BEGIN Material provided

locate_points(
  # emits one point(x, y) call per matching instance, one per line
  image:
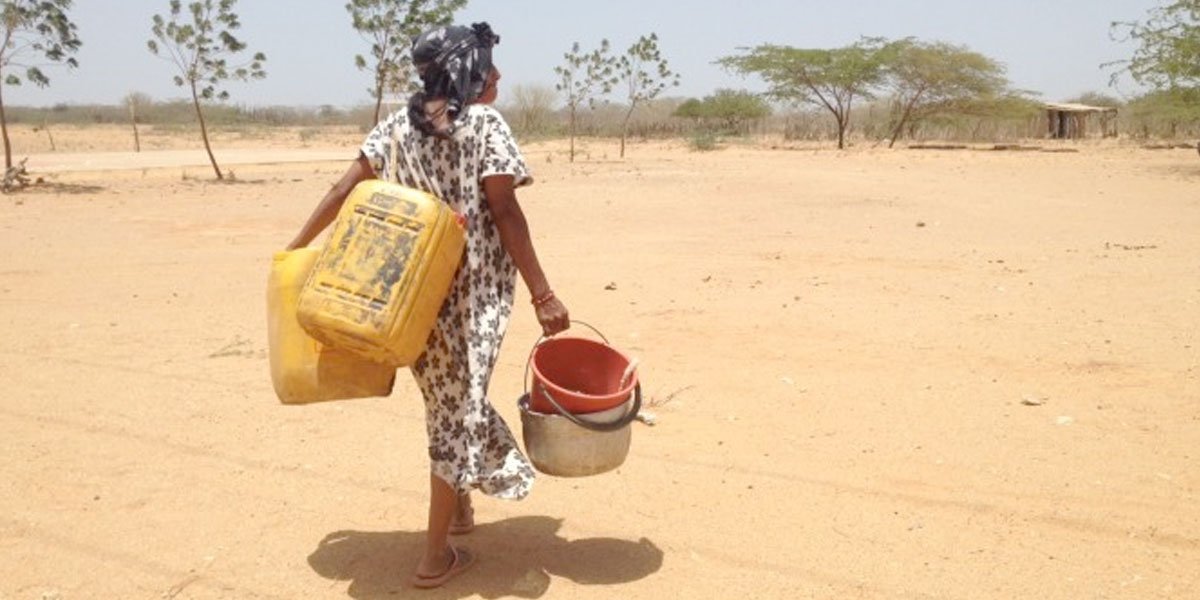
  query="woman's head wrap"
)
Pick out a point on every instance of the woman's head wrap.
point(453, 63)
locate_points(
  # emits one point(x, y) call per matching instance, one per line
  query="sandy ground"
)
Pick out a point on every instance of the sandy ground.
point(960, 375)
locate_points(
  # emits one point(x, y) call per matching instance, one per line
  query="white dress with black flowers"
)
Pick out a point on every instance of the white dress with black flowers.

END Material provided

Aim of the task:
From the first record to the last, retype everything exactly except the images.

Output of the exercise:
locate_points(
  # emits one point(x, y) call per matching instance, one per line
  image:
  query="woman's head wrap"
)
Pick out a point on every instance of the woman's head wrap.
point(453, 63)
locate_points(
  # emits one point(x, y) call per matching instance, one per line
  query="sandy ground"
)
Pick out a point on every instance of the sandy ground.
point(960, 375)
locate_points(
  # emits one point(x, y) call per matching instance, one per line
  query="white dress with black flowers"
)
Pick out a point on every instance of the white dress with black flowers.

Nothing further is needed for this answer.